(Saved entries)

^^^^^^^^^^^^^^^^

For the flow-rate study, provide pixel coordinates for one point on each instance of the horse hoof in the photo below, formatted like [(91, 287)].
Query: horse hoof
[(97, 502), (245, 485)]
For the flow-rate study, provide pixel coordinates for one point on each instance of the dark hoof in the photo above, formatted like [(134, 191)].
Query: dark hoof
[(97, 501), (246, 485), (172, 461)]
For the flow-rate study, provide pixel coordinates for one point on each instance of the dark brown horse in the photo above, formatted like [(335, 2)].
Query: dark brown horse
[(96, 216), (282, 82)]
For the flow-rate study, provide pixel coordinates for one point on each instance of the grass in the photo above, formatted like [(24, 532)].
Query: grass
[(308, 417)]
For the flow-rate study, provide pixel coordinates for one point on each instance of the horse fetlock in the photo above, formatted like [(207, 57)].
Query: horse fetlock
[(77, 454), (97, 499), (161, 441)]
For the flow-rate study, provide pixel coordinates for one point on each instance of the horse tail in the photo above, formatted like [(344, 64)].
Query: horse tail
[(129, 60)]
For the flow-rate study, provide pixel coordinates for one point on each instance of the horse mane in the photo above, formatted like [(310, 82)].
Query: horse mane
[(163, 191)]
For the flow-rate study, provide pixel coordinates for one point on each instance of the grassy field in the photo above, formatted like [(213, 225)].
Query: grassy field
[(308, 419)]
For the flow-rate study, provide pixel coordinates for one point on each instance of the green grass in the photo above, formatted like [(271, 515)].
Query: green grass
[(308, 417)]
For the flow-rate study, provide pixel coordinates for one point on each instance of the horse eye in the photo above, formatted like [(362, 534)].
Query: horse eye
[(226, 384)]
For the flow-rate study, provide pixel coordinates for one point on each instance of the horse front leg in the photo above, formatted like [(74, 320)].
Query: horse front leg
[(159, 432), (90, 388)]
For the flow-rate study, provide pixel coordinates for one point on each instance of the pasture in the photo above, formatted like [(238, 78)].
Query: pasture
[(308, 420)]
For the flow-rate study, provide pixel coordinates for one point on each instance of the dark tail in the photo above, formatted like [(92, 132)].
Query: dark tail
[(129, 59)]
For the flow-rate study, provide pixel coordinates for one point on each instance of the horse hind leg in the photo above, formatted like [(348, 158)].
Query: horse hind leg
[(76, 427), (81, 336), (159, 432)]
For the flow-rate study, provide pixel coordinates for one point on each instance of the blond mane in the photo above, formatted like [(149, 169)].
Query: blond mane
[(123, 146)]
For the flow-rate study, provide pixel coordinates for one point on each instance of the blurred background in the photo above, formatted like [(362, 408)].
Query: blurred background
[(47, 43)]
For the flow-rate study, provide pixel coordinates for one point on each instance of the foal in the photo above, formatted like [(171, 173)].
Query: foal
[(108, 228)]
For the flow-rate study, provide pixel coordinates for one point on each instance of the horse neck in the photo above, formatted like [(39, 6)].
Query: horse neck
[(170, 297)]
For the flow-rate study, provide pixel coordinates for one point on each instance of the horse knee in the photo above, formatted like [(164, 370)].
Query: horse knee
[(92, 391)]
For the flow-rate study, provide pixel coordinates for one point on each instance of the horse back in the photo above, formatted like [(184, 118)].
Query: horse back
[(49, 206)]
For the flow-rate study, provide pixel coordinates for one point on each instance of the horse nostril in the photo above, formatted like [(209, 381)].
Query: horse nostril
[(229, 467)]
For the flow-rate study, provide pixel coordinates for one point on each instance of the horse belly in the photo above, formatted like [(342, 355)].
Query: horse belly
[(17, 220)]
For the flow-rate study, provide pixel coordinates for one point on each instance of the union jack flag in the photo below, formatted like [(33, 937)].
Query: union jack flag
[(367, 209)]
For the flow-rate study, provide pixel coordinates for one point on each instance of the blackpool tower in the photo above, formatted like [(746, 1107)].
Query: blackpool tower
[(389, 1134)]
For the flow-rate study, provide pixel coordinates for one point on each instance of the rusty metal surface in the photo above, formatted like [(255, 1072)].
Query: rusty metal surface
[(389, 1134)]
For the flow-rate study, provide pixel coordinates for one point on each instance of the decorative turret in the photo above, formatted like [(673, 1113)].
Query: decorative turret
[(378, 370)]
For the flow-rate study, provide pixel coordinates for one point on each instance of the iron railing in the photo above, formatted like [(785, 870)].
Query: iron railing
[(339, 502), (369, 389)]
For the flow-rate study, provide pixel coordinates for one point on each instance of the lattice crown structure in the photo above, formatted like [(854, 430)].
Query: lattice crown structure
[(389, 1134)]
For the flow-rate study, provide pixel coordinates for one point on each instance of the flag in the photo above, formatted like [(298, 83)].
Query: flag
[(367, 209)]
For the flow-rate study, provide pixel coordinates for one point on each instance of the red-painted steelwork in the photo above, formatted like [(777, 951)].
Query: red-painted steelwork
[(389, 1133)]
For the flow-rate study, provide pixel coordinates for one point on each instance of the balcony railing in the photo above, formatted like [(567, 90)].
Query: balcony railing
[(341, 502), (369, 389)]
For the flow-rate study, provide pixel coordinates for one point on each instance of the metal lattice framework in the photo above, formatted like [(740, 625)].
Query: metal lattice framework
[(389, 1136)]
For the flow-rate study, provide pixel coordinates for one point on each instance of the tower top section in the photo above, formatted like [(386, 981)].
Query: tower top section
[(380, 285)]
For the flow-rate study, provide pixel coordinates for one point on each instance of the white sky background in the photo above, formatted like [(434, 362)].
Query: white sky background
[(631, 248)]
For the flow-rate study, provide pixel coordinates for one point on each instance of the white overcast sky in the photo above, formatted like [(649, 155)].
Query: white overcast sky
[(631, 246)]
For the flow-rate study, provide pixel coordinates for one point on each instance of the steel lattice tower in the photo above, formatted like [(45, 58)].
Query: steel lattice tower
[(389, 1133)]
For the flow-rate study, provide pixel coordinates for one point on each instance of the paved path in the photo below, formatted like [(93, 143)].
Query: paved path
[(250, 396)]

^^^^^^^^^^^^^^^^

Please transcribe exactly the line containing "like [(649, 155)]." and every line after it through the end of the records, and nothing else.

*Result for this task*
For the flow-rate study, provide pixel coordinates for one point on each instance of the white overcast sky in the photo above, formatted like [(649, 155)].
Query: white overcast sky
[(631, 246)]
For the flow-rate study, provide pixel coordinates for one point on each instance of the steel lattice tower in the photo above, formatted like [(45, 58)].
Query: steel lattice tower
[(389, 1133)]
For the flow-rate study, provide pixel coordinates for one point on each instance of the paved path in the photo below, formatted like [(93, 143)].
Query: paved path
[(250, 396)]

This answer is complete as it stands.